Collected data:
###
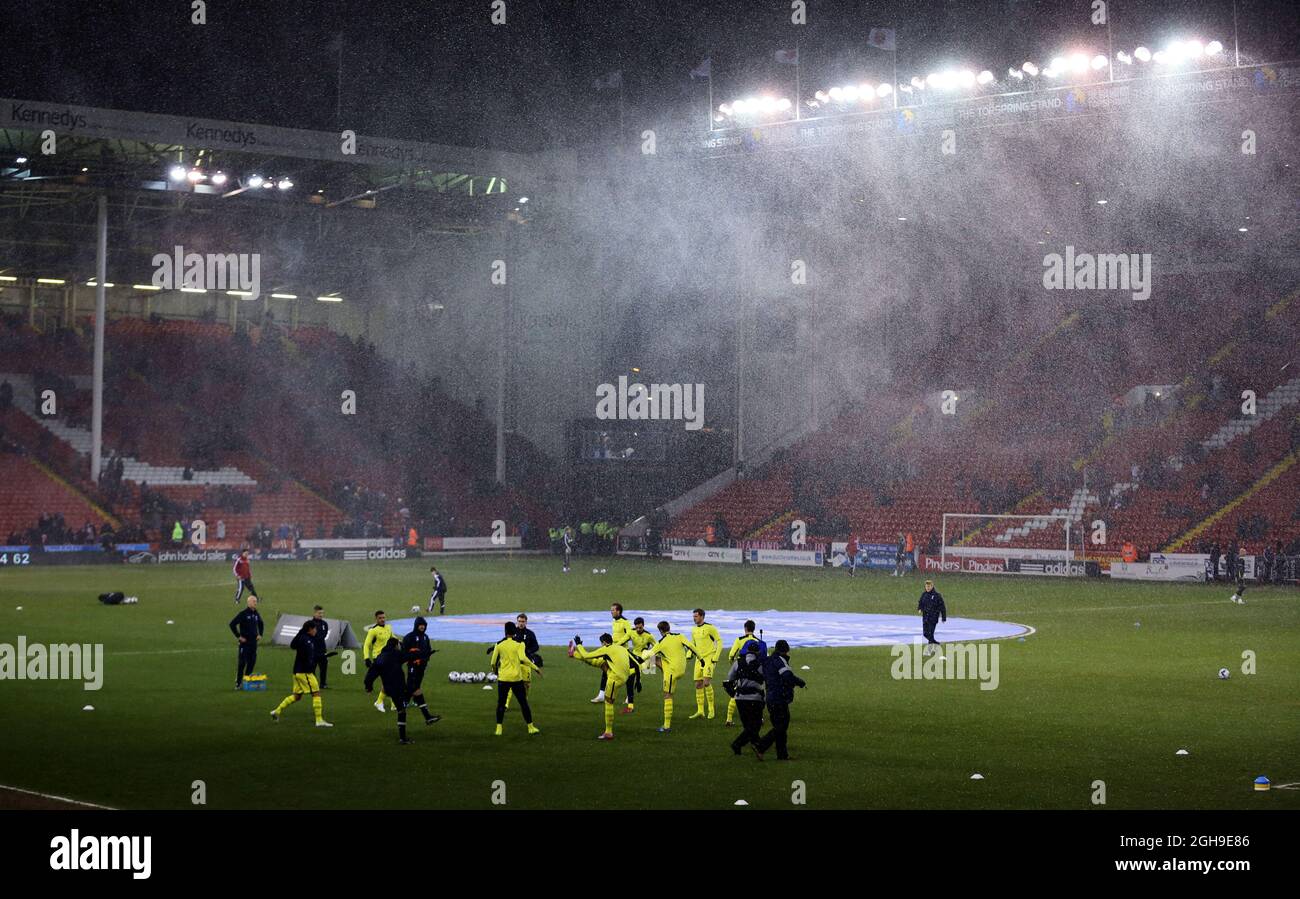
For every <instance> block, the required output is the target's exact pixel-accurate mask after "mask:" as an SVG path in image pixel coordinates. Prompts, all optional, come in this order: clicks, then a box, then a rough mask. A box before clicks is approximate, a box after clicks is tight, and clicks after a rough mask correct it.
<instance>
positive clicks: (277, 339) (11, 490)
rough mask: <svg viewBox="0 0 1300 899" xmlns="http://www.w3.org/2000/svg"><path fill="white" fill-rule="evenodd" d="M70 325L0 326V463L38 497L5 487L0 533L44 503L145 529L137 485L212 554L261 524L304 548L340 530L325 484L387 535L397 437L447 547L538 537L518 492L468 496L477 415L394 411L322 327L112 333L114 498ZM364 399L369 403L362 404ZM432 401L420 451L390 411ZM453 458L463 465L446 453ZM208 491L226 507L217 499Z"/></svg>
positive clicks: (107, 422)
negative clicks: (190, 519)
mask: <svg viewBox="0 0 1300 899" xmlns="http://www.w3.org/2000/svg"><path fill="white" fill-rule="evenodd" d="M78 325H79V326H81V327H82V333H81V334H74V333H72V331H60V333H57V334H42V333H39V331H36V330H34V329H31V327H29V326H26V325H18V323H16V322H14V320H13V317H8V318H0V381H8V382H9V385H10V387H12V388H13V404H12V407H10V408H6V409H0V429H3V430H0V444H8V452H5V451H4V447H3V446H0V460H3V461H4V464H5V465H6V470H9V472H18V473H22V474H23V475H25V478H23V479H25V481H26V482H34V483H35V485H36V486H35V487H32V490H36V488H38V487H39V491H36V492H32V494H31V495H30V498H26V499H21V500H19V499H18V496H19V495H21V494H23V490H21V488H18V487H17V486H16V482H14V481H13V478H9V479H6V482H5V483H6V490H5V492H3V494H0V522H10V524H6V525H5V527H16V529H18V530H25V529H27V527H30V526H31V525H32V524H34V522H35V520H36V517H39V514H40V511H39V509H42V508H43V504H47V503H55V500H57V503H56V504H53V505H48V508H43V511H45V512H57V511H62V509H66V511H68V512H66V513H65V517H66V520H68V522H69V524H73V525H75V526H78V527H79V526H81V525H82V524H83V520H86V518H87V517H90V516H88V514H87V513H86V511H87V509H88V508H90V505H88V503H87V500H88V499H90V498H94V501H99V503H100V504H101V505H103V507H104V508H113V505H114V503H116V505H117V508H116V512H117V513H118V514H120V517H122V518H123V520H133V521H134V520H139V521H142V522H143V516H142V513H140V509H139V508H138V503H139V488H140V486H142V485H147V490H148V491H149V492H152V494H155V495H156V496H161V498H164V499H165V500H166V501H168V503H170V504H173V507H174V509H186V508H188V507H190V503H191V501H192V500H199V501H200V503H204V499H207V503H204V505H205V507H207V508H204V511H203V517H204V520H205V521H207V524H208V527H209V539H214V530H213V529H214V526H216V522H217V521H218V520H222V521H225V525H226V534H227V539H229V540H242V539H243V538H244V537H246V535H247V534H248V531H251V530H252V529H253V527H255V526H256V525H259V524H265V525H266V526H268V527H270V529H272V530H273V531H274V530H276V529H277V527H278V525H279V524H286V522H287V524H290V525H296V526H300V527H302V531H303V534H304V535H305V537H316V535H317V533H320V531H321V530H324V531H325V533H326V534H328V535H333V534H334V533H335V529H337V527H338V526H339V525H341V524H343V522H346V521H348V520H351V516H352V511H351V509H344V508H339V504H338V503H337V501H331V500H337V496H338V494H337V487H338V485H341V483H343V482H347V483H348V485H350V490H355V488H356V487H357V486H360V487H364V490H365V491H369V496H368V498H373V501H372V504H370V505H368V507H367V509H365V512H364V514H363V513H361V512H357V516H359V517H364V518H365V520H367V521H369V522H370V524H372V525H373V526H374V527H376V529H378V527H385V529H386V530H387V533H395V531H396V530H399V529H400V527H402V526H403V524H404V521H406V518H399V511H400V509H402V508H403V507H406V505H408V504H409V498H407V496H404V494H406V492H407V485H408V483H411V478H409V477H408V475H409V469H411V466H409V465H408V464H406V462H404V459H409V456H406V457H403V456H402V453H400V452H399V448H398V446H396V443H398V440H396V439H395V438H398V437H400V438H403V439H404V440H407V443H406V444H403V446H404V447H406V448H407V449H409V446H419V447H421V453H420V457H419V464H420V469H421V470H420V474H421V477H422V479H424V481H426V482H428V485H430V486H432V488H433V490H434V491H435V494H437V503H438V504H439V505H441V508H443V509H445V512H446V516H445V521H448V522H455V524H456V526H458V529H459V530H458V533H467V531H465V529H468V527H473V529H474V533H482V534H487V533H490V527H491V522H493V521H495V520H498V518H506V520H508V521H511V525H512V526H515V525H517V524H519V522H520V521H521V520H530V521H532V522H533V524H534V526H538V527H539V526H545V522H546V513H545V512H543V511H542V508H541V507H539V505H538V504H537V503H536V501H534V500H533V499H532V498H529V496H528V495H525V494H524V492H523V491H517V490H504V491H500V492H495V494H490V495H484V494H481V492H480V491H476V490H474V488H472V486H473V485H474V482H476V481H478V482H482V481H484V474H485V472H484V465H490V460H491V448H490V443H489V444H487V446H486V448H485V447H484V446H482V442H484V440H490V437H491V434H493V427H491V425H490V424H489V422H487V421H486V420H484V418H482V416H481V414H478V413H476V412H473V411H471V409H468V408H465V407H463V405H460V404H458V403H455V401H454V400H451V399H450V398H447V396H446V395H443V394H441V392H439V394H438V395H437V396H435V398H429V396H413V398H404V396H403V394H402V392H400V390H399V388H398V386H396V385H399V383H400V378H398V377H390V373H389V372H387V368H389V364H387V362H385V361H383V360H382V359H380V357H378V356H377V353H376V351H374V347H373V346H364V344H360V343H355V342H352V340H350V339H347V338H343V336H341V335H338V334H334V333H331V331H329V330H325V329H320V327H312V329H299V330H295V331H283V330H274V331H272V330H270V329H264V330H261V331H256V330H255V331H252V333H251V334H239V335H234V334H233V333H231V330H230V327H229V326H226V325H222V323H217V322H198V321H173V320H162V321H146V320H138V318H122V320H117V321H110V322H109V323H108V327H107V334H105V390H104V394H105V403H104V444H103V446H104V457H105V460H109V459H116V457H121V460H122V465H121V485H122V486H121V487H116V488H114V490H113V491H110V492H109V491H108V490H107V488H104V487H103V485H94V483H91V482H90V478H88V468H90V465H88V455H90V449H91V433H90V417H91V378H90V372H91V361H92V360H91V343H92V340H91V334H90V330H88V327H90V321H88V320H86V318H81V320H79V321H78ZM376 372H380V373H381V374H382V375H383V377H378V375H376ZM47 385H53V386H56V394H57V413H56V414H55V416H47V414H44V409H42V405H40V396H39V394H40V390H42V387H43V386H47ZM372 385H373V390H370V391H369V392H367V391H365V390H363V386H364V387H369V386H372ZM347 387H352V388H355V390H357V391H359V392H361V396H360V399H359V403H357V414H355V416H344V414H342V409H341V398H339V395H341V392H342V390H343V388H347ZM406 399H412V400H416V401H415V403H404V401H403V400H406ZM430 399H433V400H435V403H437V407H438V409H437V416H435V421H437V427H435V429H433V430H434V431H435V433H428V434H424V435H421V437H426V438H428V439H424V440H417V438H416V437H413V435H404V434H399V433H400V431H402V430H403V427H402V426H400V421H399V420H400V414H402V412H400V411H402V409H403V407H412V405H417V404H420V403H428V401H429V400H430ZM385 404H389V405H391V407H393V408H394V409H396V412H395V413H394V416H393V417H391V418H383V417H380V416H377V414H376V413H374V409H376V408H378V407H382V405H385ZM426 430H428V429H426ZM465 447H472V448H473V455H471V453H468V452H456V449H464V448H465ZM22 455H30V456H32V457H35V459H40V460H42V461H44V462H45V464H48V465H49V466H51V468H52V469H53V470H56V472H57V473H59V474H60V475H61V477H64V478H65V479H66V481H68V483H69V486H70V490H69V488H65V487H62V486H59V485H57V483H55V485H53V486H55V490H53V491H51V490H48V488H47V487H48V485H45V483H44V482H49V483H53V482H51V481H49V478H48V477H45V475H44V474H40V473H39V469H36V468H34V466H32V465H31V462H30V461H27V460H25V459H22ZM29 472H35V473H36V475H39V477H30V475H29ZM487 472H490V468H489V469H487ZM489 481H490V478H489ZM217 488H224V490H227V491H234V494H235V498H234V499H231V495H230V494H225V495H217V494H216V492H214V491H216V490H217ZM78 492H79V494H81V496H82V499H78V496H77V494H78ZM23 495H25V494H23ZM238 496H243V499H242V500H240V499H238ZM34 509H38V511H35V512H34ZM152 517H153V520H155V522H153V524H155V526H156V531H155V533H151V534H149V537H151V538H153V539H157V538H159V537H165V535H168V534H169V533H170V525H172V522H170V520H168V521H157V516H156V514H155V516H152ZM166 517H169V518H170V513H169V514H168V516H166ZM74 520H75V521H74ZM95 521H96V524H98V522H99V521H100V518H99V517H95ZM164 530H165V531H166V534H164V533H162V531H164Z"/></svg>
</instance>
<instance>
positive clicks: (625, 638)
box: [591, 603, 632, 703]
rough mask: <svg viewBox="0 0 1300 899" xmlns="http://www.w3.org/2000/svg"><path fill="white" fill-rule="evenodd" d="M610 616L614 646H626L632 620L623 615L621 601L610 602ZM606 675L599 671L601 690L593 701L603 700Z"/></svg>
mask: <svg viewBox="0 0 1300 899" xmlns="http://www.w3.org/2000/svg"><path fill="white" fill-rule="evenodd" d="M610 617H611V618H614V624H611V625H610V631H611V634H610V635H611V637H612V638H614V643H615V644H616V646H627V644H628V635H629V634H630V633H632V622H630V621H628V620H627V618H624V617H623V603H610ZM604 681H606V676H604V672H603V670H602V672H601V691H599V692H598V694H595V696H594V698H593V699H591V702H593V703H603V702H604V690H606V683H604Z"/></svg>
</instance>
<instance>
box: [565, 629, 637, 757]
mask: <svg viewBox="0 0 1300 899" xmlns="http://www.w3.org/2000/svg"><path fill="white" fill-rule="evenodd" d="M569 657H572V659H581V660H582V661H585V663H586V664H588V665H591V666H593V668H599V669H601V670H603V672H604V733H603V734H601V735H599V737H597V739H614V704H615V703H616V702H619V692H620V691H621V690H623V685H625V683H627V682H628V679H630V677H632V669H633V668H636V666H637V660H634V659H633V657H632V653H630V652H628V648H627V647H625V646H619V644H617V643H615V642H614V638H612V637H611V635H610V634H601V648H599V650H593V651H588V650H586V648H585V647H584V646H582V638H581V637H575V638H573V639H572V640H569Z"/></svg>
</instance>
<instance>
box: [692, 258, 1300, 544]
mask: <svg viewBox="0 0 1300 899" xmlns="http://www.w3.org/2000/svg"><path fill="white" fill-rule="evenodd" d="M1169 290H1170V291H1171V292H1173V294H1175V295H1177V296H1178V298H1179V304H1178V309H1175V310H1173V312H1171V310H1170V309H1169V308H1167V307H1166V308H1165V309H1164V310H1161V309H1151V308H1145V307H1144V305H1143V304H1140V303H1138V304H1134V305H1132V307H1131V308H1118V309H1110V310H1106V312H1105V314H1099V310H1097V309H1096V308H1079V309H1069V308H1062V309H1060V310H1058V317H1057V320H1054V321H1050V322H1041V323H1040V325H1039V329H1040V330H1039V331H1037V333H1035V334H1024V333H1017V334H1014V335H1000V334H982V335H980V339H971V340H969V342H963V346H962V347H956V348H954V351H953V352H952V353H944V359H943V360H940V361H939V362H937V365H940V366H941V372H943V375H941V377H943V378H944V379H946V381H948V387H949V388H954V392H962V394H967V395H963V396H961V398H959V399H958V409H957V414H953V416H946V417H945V416H943V414H941V413H940V411H939V408H937V407H939V396H940V391H941V390H943V388H944V385H943V383H941V382H939V381H933V382H930V383H926V385H918V386H917V387H915V388H905V387H904V386H901V385H897V383H896V385H894V387H893V388H892V390H887V391H875V392H872V395H871V398H870V399H867V400H863V401H862V403H861V404H858V405H857V407H855V408H853V409H849V411H845V412H844V413H842V414H840V416H839V417H837V418H836V420H835V421H832V422H831V424H828V425H827V426H826V427H823V429H822V430H819V431H818V433H815V434H813V435H810V437H809V438H806V439H805V440H803V442H802V443H801V444H798V446H797V447H794V448H793V449H792V451H790V452H789V453H788V456H787V459H785V460H784V461H783V468H781V469H780V470H777V469H775V468H771V466H770V469H768V470H761V472H755V473H754V475H753V479H751V481H750V482H749V486H742V485H744V482H741V483H736V485H733V486H732V487H729V488H727V490H725V491H723V492H720V494H719V495H716V496H714V498H712V499H710V500H706V501H705V503H702V504H701V505H699V507H697V508H693V509H688V511H686V512H685V513H684V514H681V516H680V517H679V518H677V520H676V521H675V522H673V524H672V527H671V529H669V531H668V533H669V535H671V537H677V538H684V539H695V538H698V537H701V535H702V534H703V529H705V526H707V525H708V524H711V522H712V521H714V516H715V514H716V513H719V512H720V513H722V514H723V517H724V518H725V520H727V521H728V524H729V525H731V526H732V527H731V529H732V534H733V537H750V538H755V539H766V540H780V539H783V538H785V535H787V533H788V527H789V522H790V521H792V520H793V518H803V520H806V521H809V522H810V525H813V529H811V533H815V534H819V535H824V537H828V538H837V539H844V538H846V537H848V535H849V533H853V534H855V535H857V537H858V538H859V539H862V540H868V542H893V540H896V539H897V535H898V533H900V531H901V533H905V534H907V533H910V534H913V535H914V537H915V539H917V542H918V543H919V544H922V546H924V544H926V543H927V540H928V538H930V535H931V534H936V535H937V534H939V531H940V529H941V516H943V513H944V512H965V513H982V514H992V513H1004V514H1005V513H1014V514H1018V516H1035V514H1044V516H1047V514H1063V516H1067V517H1069V518H1070V520H1071V521H1073V522H1074V526H1075V527H1074V531H1073V534H1074V535H1073V538H1071V543H1073V544H1075V546H1076V544H1078V540H1079V538H1080V537H1082V535H1087V537H1088V538H1089V542H1088V544H1087V547H1086V548H1087V551H1088V553H1089V555H1101V556H1118V553H1119V551H1121V546H1122V543H1123V542H1125V540H1132V542H1134V543H1135V544H1136V546H1138V547H1139V550H1140V551H1141V552H1143V553H1147V552H1153V551H1160V550H1162V548H1165V547H1166V546H1169V544H1170V543H1173V542H1175V540H1178V539H1179V538H1180V537H1182V535H1186V534H1188V533H1190V531H1192V529H1195V527H1197V525H1200V524H1201V522H1210V524H1209V525H1208V526H1205V527H1204V529H1203V530H1201V531H1200V533H1199V534H1197V535H1196V538H1195V542H1196V543H1200V542H1203V540H1205V542H1208V540H1216V539H1217V540H1219V542H1221V543H1223V544H1225V546H1226V544H1227V543H1230V542H1234V540H1235V542H1238V543H1239V544H1240V546H1242V547H1243V548H1244V550H1245V551H1262V548H1264V544H1265V543H1270V544H1271V543H1273V542H1274V540H1277V539H1281V540H1282V542H1283V544H1284V546H1286V544H1290V543H1291V542H1294V540H1296V538H1297V537H1300V491H1297V486H1300V464H1288V462H1287V460H1288V459H1291V453H1292V452H1294V451H1296V448H1297V447H1300V372H1296V370H1295V369H1294V368H1288V362H1290V361H1291V360H1292V359H1294V353H1295V338H1294V335H1295V334H1296V330H1297V325H1300V291H1292V292H1290V294H1286V295H1284V298H1283V299H1281V300H1279V299H1278V295H1277V294H1274V295H1273V296H1271V298H1268V296H1265V298H1261V299H1252V300H1248V301H1242V300H1239V299H1238V298H1242V296H1248V298H1251V296H1257V295H1258V290H1257V286H1256V285H1252V283H1251V282H1249V281H1248V279H1245V278H1244V277H1243V278H1230V279H1229V281H1227V282H1226V283H1218V285H1208V283H1204V282H1203V281H1201V279H1195V278H1191V277H1178V278H1174V279H1173V283H1171V285H1170V286H1169ZM1225 298H1232V300H1231V303H1225ZM1010 336H1014V339H1010ZM976 344H984V346H976ZM989 346H992V347H995V349H992V351H991V349H989V348H988V347H989ZM1143 385H1149V386H1152V387H1153V388H1160V396H1158V398H1157V396H1156V395H1154V391H1152V399H1151V400H1147V403H1145V404H1143V403H1139V404H1136V405H1135V404H1134V403H1132V401H1131V396H1130V391H1132V388H1135V387H1138V386H1143ZM957 387H961V388H962V390H961V391H956V388H957ZM1244 390H1251V391H1253V394H1255V401H1256V409H1255V413H1253V414H1245V413H1243V411H1242V404H1243V401H1245V399H1244V398H1243V391H1244ZM790 473H793V474H790ZM1270 473H1271V474H1270ZM1084 475H1086V477H1087V488H1086V487H1084ZM1266 477H1268V478H1273V479H1271V481H1270V482H1269V483H1268V485H1265V486H1262V487H1258V488H1257V487H1256V485H1257V483H1258V482H1260V479H1261V478H1266ZM792 478H793V481H794V490H793V494H794V498H793V499H792V501H790V503H789V504H788V505H785V504H783V503H781V501H779V498H781V496H784V492H783V490H781V487H783V485H784V483H788V482H789V481H790V479H792ZM810 485H811V486H810ZM755 496H757V498H762V500H761V501H758V503H757V504H755V503H754V500H753V499H751V498H755ZM1243 496H1245V499H1242V498H1243ZM754 517H758V518H761V520H762V522H763V526H761V527H759V529H757V530H754V531H751V533H750V531H745V533H742V530H741V529H737V527H736V526H735V525H736V524H737V522H738V524H742V525H748V524H749V521H750V520H753V518H754ZM1096 520H1101V521H1104V522H1105V525H1106V527H1105V538H1106V539H1105V542H1104V543H1102V544H1100V546H1099V544H1095V543H1092V542H1091V537H1092V534H1093V530H1092V526H1091V525H1092V522H1093V521H1096ZM967 539H969V540H970V542H971V543H975V544H980V546H993V547H996V546H1018V547H1044V548H1048V547H1050V548H1062V547H1063V538H1062V535H1061V533H1060V526H1058V525H1057V524H1056V522H1052V524H1050V525H1048V522H1047V521H1037V522H1034V521H1031V522H1024V521H1022V522H984V525H983V526H982V527H979V529H978V533H974V534H971V535H970V537H969V538H967ZM1184 548H1188V547H1184ZM1190 548H1193V550H1195V548H1196V547H1190Z"/></svg>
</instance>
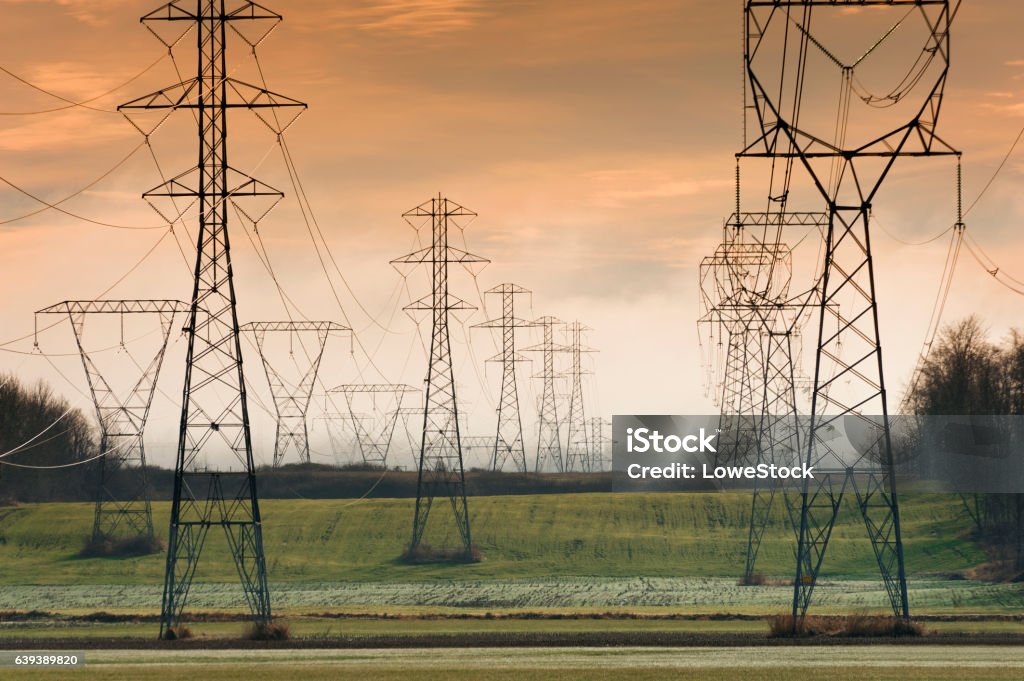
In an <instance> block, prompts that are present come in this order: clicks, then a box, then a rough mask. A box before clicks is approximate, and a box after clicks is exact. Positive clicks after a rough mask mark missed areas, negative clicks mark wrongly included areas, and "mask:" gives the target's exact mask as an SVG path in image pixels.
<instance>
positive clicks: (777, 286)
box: [698, 193, 827, 584]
###
(Task to complete):
Pictures should not appear in the copy. Write out exactly the lines above from the first one through the line that contains "positive clicks: (107, 422)".

(Task solution):
For every <instance> block, the required output is the target's exact pixel-accurate mask after "mask:" as an SVG path in image pixel coordinates. Prompts, all optional, come in this order: clicks, then a box, then a rough mask. A box before clicks is approximate, a box after clicks is tight, and clicks after a rough mask correct it.
<instance>
positive clicks: (277, 339) (11, 490)
rough mask: <svg viewBox="0 0 1300 899" xmlns="http://www.w3.org/2000/svg"><path fill="white" fill-rule="evenodd" d="M70 325L0 326V463L38 497L5 487L0 533L44 503L145 529L137 485L212 554L261 524L304 548L340 530L325 484L387 535L397 437L447 547L538 537L518 492L468 496L477 415L394 411L322 327L112 333L114 498ZM364 399L369 403L362 404ZM432 401L420 451L390 411ZM453 458L463 465L446 453ZM208 491L226 507L217 499Z"/></svg>
positive clicks: (107, 422)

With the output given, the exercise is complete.